* TASK OBJECTIVE: All of the material below is to be returned exactly.

* start DATASET RECORDS *

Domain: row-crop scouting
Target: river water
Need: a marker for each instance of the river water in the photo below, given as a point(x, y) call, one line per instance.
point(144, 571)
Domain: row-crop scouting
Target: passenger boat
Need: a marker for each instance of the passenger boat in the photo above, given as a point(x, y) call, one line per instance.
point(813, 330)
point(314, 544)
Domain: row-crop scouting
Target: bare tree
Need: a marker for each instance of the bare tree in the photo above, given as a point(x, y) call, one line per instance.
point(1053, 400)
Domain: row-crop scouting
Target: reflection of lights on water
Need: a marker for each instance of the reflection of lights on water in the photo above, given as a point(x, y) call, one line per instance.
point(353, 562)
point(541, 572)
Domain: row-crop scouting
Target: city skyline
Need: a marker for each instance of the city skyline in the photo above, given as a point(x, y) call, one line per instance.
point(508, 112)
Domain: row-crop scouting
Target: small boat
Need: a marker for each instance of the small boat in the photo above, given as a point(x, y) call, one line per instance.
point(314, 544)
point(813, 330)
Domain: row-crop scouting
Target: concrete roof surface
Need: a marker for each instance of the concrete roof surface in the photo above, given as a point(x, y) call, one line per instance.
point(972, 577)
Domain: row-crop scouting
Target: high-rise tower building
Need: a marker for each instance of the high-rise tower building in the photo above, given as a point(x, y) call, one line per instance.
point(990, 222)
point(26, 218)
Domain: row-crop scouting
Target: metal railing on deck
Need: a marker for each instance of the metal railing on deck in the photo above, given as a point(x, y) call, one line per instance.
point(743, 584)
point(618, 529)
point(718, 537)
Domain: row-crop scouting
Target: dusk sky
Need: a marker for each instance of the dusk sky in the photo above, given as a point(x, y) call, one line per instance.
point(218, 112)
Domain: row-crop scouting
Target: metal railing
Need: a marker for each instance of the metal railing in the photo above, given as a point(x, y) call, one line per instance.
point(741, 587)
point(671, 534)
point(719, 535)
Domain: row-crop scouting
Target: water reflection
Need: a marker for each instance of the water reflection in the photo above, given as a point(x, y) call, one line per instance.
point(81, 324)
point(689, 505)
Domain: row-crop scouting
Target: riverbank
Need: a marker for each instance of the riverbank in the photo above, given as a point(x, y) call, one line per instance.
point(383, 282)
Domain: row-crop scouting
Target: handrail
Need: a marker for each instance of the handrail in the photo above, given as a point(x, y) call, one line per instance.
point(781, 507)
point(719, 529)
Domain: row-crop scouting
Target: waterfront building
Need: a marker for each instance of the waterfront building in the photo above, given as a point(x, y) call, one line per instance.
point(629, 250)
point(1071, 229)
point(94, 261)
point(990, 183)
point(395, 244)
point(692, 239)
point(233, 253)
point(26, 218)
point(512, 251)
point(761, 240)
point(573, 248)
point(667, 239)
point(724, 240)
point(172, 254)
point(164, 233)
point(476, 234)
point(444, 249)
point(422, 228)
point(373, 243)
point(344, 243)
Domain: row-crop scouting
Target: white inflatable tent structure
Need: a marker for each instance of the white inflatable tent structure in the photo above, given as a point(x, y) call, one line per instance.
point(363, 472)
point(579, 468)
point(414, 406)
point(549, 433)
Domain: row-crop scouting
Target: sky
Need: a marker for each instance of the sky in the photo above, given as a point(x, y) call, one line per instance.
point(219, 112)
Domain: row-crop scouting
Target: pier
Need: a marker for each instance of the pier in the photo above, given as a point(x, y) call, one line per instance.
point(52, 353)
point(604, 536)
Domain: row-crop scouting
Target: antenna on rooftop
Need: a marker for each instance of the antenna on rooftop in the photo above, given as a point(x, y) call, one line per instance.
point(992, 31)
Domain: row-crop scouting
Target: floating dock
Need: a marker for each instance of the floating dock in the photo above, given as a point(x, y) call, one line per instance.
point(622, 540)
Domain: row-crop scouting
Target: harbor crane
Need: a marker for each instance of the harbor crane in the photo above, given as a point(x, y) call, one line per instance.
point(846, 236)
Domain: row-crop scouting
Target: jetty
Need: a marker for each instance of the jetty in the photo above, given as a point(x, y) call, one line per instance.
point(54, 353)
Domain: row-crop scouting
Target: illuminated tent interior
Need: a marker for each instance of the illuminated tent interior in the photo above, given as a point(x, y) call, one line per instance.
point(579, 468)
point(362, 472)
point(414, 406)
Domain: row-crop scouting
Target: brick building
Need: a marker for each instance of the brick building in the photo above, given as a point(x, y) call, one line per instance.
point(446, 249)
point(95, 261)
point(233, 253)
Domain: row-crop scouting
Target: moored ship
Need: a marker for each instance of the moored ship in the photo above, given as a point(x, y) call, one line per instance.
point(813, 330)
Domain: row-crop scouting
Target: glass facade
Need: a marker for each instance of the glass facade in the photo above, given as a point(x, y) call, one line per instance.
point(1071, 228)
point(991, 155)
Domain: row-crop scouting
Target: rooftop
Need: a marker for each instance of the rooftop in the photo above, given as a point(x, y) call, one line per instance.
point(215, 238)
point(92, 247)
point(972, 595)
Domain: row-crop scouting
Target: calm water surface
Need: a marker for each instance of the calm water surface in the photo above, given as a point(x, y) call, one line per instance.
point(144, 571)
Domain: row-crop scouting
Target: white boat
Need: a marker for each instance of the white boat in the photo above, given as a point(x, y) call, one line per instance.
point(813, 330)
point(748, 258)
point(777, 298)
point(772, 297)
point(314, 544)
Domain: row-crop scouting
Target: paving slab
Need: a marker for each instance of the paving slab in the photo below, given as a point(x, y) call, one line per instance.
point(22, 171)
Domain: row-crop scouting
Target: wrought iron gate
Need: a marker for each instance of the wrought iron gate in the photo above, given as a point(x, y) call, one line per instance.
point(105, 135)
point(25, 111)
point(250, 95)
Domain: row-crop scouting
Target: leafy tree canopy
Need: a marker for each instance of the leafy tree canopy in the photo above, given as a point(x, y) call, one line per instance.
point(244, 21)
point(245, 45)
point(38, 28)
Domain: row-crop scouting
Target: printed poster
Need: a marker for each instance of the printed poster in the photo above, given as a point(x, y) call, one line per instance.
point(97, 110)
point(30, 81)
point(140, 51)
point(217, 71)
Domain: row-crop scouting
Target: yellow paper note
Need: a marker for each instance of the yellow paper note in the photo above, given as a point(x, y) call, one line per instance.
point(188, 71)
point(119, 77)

* end DATASET RECORDS *

* RESPONSE:
Domain: row-crop scouting
Target: river water
Need: a marker for each instance of the river water in the photo below, given as a point(x, y) call, one line per instance.
point(144, 571)
Domain: row-crop scouting
Target: passenger boat
Need: a marker for each instance of the passenger boat in the photo above, given as a point(x, y) call, one line per instance.
point(813, 330)
point(314, 544)
Domain: row-crop scouting
Target: bare tree
Need: a marker for each instance of the bare tree in the photo above, given as a point(x, y) call, one line per instance.
point(1053, 400)
Domain: row-crop scouting
Target: reflection of lights on water
Need: a marker for each instance of the reflection of lights on water in the photo above, given as a point(x, y) call, one line per instance.
point(353, 562)
point(541, 572)
Domain: row-crop scouting
Target: city skyline
Need: a marker for each instance of the city skyline in the photo above, given as a point(x, y) call, one line per instance.
point(508, 112)
Domain: row-crop scouting
Target: small boat
Need: a marker for each instance of the small boat in the photo above, given as a point(x, y) call, one line per instance.
point(314, 544)
point(813, 330)
Domain: row-crop scouting
Target: concrete roof surface
Need: a marker for each instance of the concrete roof surface in the photo above, given as a point(x, y) call, one line per instance.
point(972, 577)
Domain: row-crop scouting
Target: high-rise tower building
Need: a marker for each instance of the high-rise tower building in the photo above, given as a point(x, y) call, one line per instance.
point(990, 222)
point(26, 218)
Domain: row-crop scouting
Target: metal railing on deck
Need: a marker for each instance of the metal railing on deck in the photo above, given as a point(x, y) call, one line per instance.
point(743, 584)
point(618, 529)
point(718, 537)
Domain: row-crop scouting
Target: dusk sky
Need: a marker for each instance of the dusk sky in the photo above, given as a point(x, y) call, one line per instance.
point(218, 112)
Domain: row-crop scouting
Target: metal railing
Need: a marker for each instance of the metal railing in the photo above, given as a point(x, y) call, one line per instance.
point(741, 587)
point(671, 534)
point(719, 535)
Domain: row-crop scouting
Target: water reflection
Need: a marker for each instance of the water reflection in the photo above, given as a point(x, y) call, one line per instance.
point(81, 324)
point(689, 505)
Domain: row-crop scouting
Target: riverbank
Need: a marker for each instance of the riverbank in the photo above, given as a point(x, y) call, one line per instance.
point(383, 282)
Domain: row-crop scouting
Target: handrail
Need: a marker for each instance of the handrail in the photo above, given as a point(x, y) call, one line per instance.
point(781, 507)
point(719, 529)
Domain: row-crop scouting
Target: waterfront building
Need: a marker for each instance of the waterfront building in the photo above, given as a point(x, y) call, one line per instance.
point(629, 250)
point(1071, 229)
point(94, 261)
point(990, 183)
point(395, 244)
point(692, 239)
point(233, 253)
point(26, 218)
point(512, 251)
point(761, 240)
point(573, 248)
point(667, 239)
point(724, 240)
point(172, 254)
point(164, 233)
point(476, 234)
point(444, 249)
point(422, 228)
point(373, 243)
point(344, 243)
Domain: row-crop scouting
Target: white inflatable tent structure
Need: a marker for each instance of the white inflatable tent structure in the photo above, given as a point(x, y) call, one line per instance.
point(363, 472)
point(579, 468)
point(414, 406)
point(549, 433)
Domain: row-crop scouting
Target: sky
Need: a marker for each instance of the sky in the photo above, given as a point(x, y) call, one line per instance.
point(219, 112)
Domain: row-crop scouting
Target: pier
Need: a marker for each instance of the pier in the photo above, given as a point(x, y) call, one line per instance.
point(52, 353)
point(604, 536)
Domain: row-crop scouting
Target: antenna on rooftop
Need: a marker for each instance of the antenna on rooftop in the photo above, given as a point(x, y) call, one line per instance.
point(992, 31)
Domain: row-crop scouting
Target: floating dock
Need: a marker for each instance of the floating dock in the photo above, given as a point(x, y) call, one line per instance.
point(622, 540)
Domain: row-crop scouting
Target: harbor crane
Need: a marker for each instance of the harbor crane in the photo above, given as a point(x, y) call, one line per instance.
point(846, 236)
Domain: row-crop scouting
Target: jetty
Need: a marker for each instance of the jetty in the photo above, given as a point(x, y) call, one line per instance.
point(54, 353)
Domain: row-crop scouting
Target: illuminated tent interior
Need: a marker for each instance of the illuminated tent interior in the photo above, given as a point(x, y) call, one line per instance.
point(579, 468)
point(362, 472)
point(414, 406)
Domain: row-crop scouting
Target: brick building
Need: a marker for each instance of the brick building in the photo above, given as a point(x, y) call, one line per instance.
point(446, 249)
point(95, 261)
point(233, 253)
Domain: row-crop scouting
Target: moored ship
Need: a marker for each instance of the moored ship in the photo above, given as a point(x, y) call, one line per instance.
point(813, 330)
Domain: row-crop scouting
Target: glass facade
Need: a marker for each instance of the glass facade in the photo above, given as a point(x, y) call, one line per instance.
point(1071, 228)
point(991, 155)
Domain: row-crop scouting
Target: rooftop
Need: a marker for each instance of the rooftop in the photo above, given as a point(x, y) call, one line per instance.
point(215, 238)
point(92, 247)
point(972, 595)
Domain: row-crop scouting
Target: calm water surface
Need: a marker for each instance of the calm water surface in the photo above, given as a point(x, y) call, one line per instance.
point(144, 571)
Domain: row-crop scouting
Target: white boat
Need: a marker for each instance of the white boat in the photo above, given as a point(x, y) call, one line per instance.
point(813, 330)
point(748, 258)
point(777, 298)
point(772, 297)
point(314, 544)
Domain: row-crop scouting
Target: paving slab
Need: a marker for each instance of the paving slab in the photo below, given as a point(x, y) call, one line per instance.
point(22, 171)
Domain: row-crop scouting
Target: wrought iron gate
Need: a marker for each instance of the wrought iron gate in the photo above, given as a point(x, y) call, one line per instance.
point(105, 135)
point(25, 111)
point(250, 95)
Domain: row-crop scouting
Target: leafy tree canopy
Need: a marker for each instance of the leafy tree canopy in the photo above, given as a point(x, y) call, one line per instance.
point(244, 21)
point(245, 45)
point(38, 28)
Domain: row-crop scouting
Target: printed poster
Need: a marker for each instance of the printed poster in the photo above, given as a point(x, y) call, one line per instance.
point(97, 110)
point(30, 81)
point(140, 51)
point(217, 71)
Domain: row-crop scouting
Target: yellow paper note
Need: a marker for each instance of the yellow paper note in the photo above, given as a point(x, y) call, one line per instance.
point(188, 71)
point(119, 77)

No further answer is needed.